• **DOCUMENT SECTION**:
When Georgia declared Brian Kemp the winner of the governor’s race, actress Alyssa Milano took to Twitter:
“There are over 20 productions shooting in Georgia. Is the entertainment industry willing to support the economy of a totally corrupt state that suppresses democracy; where the winner isn’t the best choice for the people but the best schemer or crook?”
It was retweeted over 14,000 times, and many took it as a call for a boycott of Georgia’s film industry — an industry that, according to the Georgia Film Office, had an economic impact on the state of $9.5 billion from July 2017 to June 2018, with over $2 billion in direct spending.
Kemp seemed unworried and assured Georgians in a press conference that he would continue to support the film tax credit and do what he could to protect it. But that hasn’t provided much comfort to the film industry locals who live and work here, as Kemp has also promised to codify the Religious Freedom Restoration Act into law during his tenure. The RFRA, a piece of legislation heavily criticized by Hollywood heavy-hitters, would allow businesses and business owners to refuse service to same-sex couples on the basis of religion.

Dataset records about object locations:
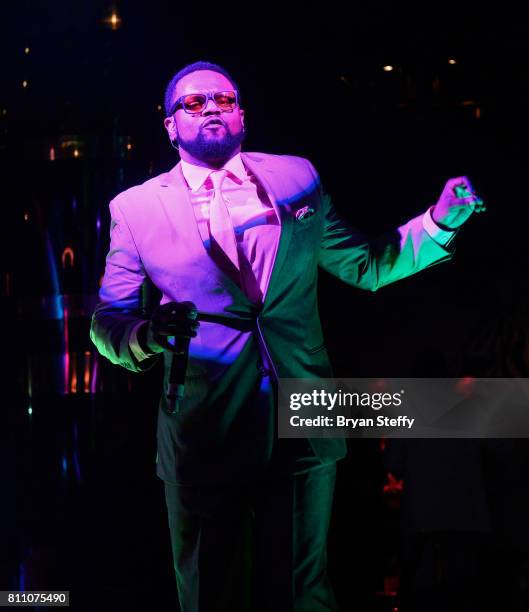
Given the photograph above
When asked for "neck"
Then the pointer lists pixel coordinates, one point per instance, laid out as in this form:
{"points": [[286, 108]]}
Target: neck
{"points": [[214, 164]]}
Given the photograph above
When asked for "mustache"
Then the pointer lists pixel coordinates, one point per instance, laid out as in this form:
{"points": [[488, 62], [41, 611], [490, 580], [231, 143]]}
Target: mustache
{"points": [[213, 121]]}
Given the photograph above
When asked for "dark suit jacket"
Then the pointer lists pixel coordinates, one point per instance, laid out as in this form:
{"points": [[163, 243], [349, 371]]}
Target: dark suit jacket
{"points": [[226, 427]]}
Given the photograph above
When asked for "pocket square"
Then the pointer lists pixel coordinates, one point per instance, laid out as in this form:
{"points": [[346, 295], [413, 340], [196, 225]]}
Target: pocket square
{"points": [[304, 213]]}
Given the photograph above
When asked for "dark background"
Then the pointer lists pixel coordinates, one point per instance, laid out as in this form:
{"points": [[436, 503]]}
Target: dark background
{"points": [[84, 510]]}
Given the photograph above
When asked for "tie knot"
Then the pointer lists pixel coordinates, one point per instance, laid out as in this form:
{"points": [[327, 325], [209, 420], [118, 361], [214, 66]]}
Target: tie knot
{"points": [[217, 176]]}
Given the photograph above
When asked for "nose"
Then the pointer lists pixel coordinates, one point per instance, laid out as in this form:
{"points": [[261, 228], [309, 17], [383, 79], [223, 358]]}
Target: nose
{"points": [[211, 108]]}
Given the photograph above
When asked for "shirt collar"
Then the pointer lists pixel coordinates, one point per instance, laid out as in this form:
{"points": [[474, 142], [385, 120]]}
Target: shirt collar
{"points": [[196, 175]]}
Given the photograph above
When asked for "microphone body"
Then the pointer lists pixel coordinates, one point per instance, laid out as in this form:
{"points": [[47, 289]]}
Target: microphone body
{"points": [[177, 376]]}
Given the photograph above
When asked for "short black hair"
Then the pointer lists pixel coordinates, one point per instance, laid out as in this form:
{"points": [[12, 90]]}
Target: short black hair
{"points": [[169, 90]]}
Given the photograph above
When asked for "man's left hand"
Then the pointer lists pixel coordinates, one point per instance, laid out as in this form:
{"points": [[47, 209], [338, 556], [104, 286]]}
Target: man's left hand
{"points": [[457, 202]]}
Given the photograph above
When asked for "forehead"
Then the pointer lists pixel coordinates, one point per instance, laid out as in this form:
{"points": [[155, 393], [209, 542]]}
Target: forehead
{"points": [[201, 81]]}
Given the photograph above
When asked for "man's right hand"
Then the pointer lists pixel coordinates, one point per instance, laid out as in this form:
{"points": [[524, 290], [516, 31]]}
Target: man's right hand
{"points": [[173, 319]]}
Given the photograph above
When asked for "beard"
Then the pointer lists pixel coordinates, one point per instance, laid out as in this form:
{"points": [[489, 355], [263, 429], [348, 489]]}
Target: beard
{"points": [[212, 149]]}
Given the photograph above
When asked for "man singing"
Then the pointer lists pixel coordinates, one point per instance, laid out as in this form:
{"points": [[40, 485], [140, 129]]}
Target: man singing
{"points": [[234, 240]]}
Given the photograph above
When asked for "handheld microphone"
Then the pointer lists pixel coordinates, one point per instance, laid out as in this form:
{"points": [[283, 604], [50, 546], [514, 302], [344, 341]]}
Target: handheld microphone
{"points": [[177, 376]]}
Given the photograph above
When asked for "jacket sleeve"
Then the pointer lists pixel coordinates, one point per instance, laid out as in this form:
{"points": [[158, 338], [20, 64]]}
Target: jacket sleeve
{"points": [[370, 264], [119, 309]]}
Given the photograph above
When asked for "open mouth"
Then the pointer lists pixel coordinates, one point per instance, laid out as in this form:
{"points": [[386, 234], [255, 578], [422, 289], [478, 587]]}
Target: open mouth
{"points": [[214, 123]]}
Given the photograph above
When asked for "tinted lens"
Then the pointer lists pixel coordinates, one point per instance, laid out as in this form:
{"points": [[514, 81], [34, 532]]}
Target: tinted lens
{"points": [[194, 103], [225, 100]]}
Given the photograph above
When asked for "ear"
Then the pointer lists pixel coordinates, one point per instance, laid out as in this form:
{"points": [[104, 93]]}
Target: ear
{"points": [[170, 126]]}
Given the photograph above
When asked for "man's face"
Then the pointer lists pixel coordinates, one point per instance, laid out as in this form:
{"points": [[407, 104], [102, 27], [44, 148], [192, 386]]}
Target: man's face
{"points": [[212, 136]]}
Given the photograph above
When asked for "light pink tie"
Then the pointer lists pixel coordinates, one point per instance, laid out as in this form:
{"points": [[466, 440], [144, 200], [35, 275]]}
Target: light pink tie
{"points": [[220, 223]]}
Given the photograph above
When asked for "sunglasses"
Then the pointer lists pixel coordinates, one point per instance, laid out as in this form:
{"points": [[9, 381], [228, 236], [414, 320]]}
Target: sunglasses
{"points": [[194, 104]]}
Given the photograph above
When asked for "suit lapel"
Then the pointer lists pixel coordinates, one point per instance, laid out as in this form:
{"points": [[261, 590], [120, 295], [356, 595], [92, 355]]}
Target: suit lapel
{"points": [[174, 194], [267, 177]]}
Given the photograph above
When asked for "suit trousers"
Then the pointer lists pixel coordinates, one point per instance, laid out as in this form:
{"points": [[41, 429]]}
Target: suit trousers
{"points": [[259, 546]]}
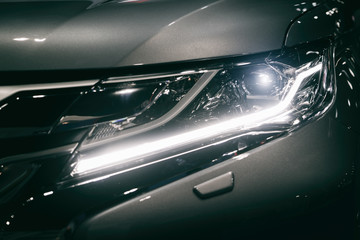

• **AIM OF THE EXERCISE**:
Continue the article on Georgia's film industry after Brian Kemp's election, starting right after its last sentence.

• **EXERCISE RESULT**:
Georgia’s General Assembly has already passed the act once, only to see it vetoed by Governor Nathan Deal. A similar law passed in North Carolina in 2016 that contributed to film companies such as Lionsgate pulling productions out of the state.
The stakes are high, as Georgia’s now considered the new hot spot for film and production.
According to data published in 2016 by the Georgia State University Fiscal Research Center, film industry employment in Georgia grew by 62% from 2009 to 2014. GSU also noted in its report that film industry employment “was generally higher than the average growth rate for all Georgia industries” following the introduction of the tax credit. It was, according to the report, an industry that even continued to experience a high rate of growth through the Great Recession.
Despite the fact that authors of the report note that “it is not clear whether the relatively robust performance of the film and video production industry over this period can be attributed solely to the establishment of the film tax credit,” it is clear that bringing film to the state has allowed many people in Georgia to go full-time with their side jobs and make a real, mortgage-paying living as make-up artists, costume designers, prop suppliers, light directors, extras and production assistants.
And according to data provided by the state’s Department of Economic Development, bringing film and TV to Georgia has generated over 90,000 jobs.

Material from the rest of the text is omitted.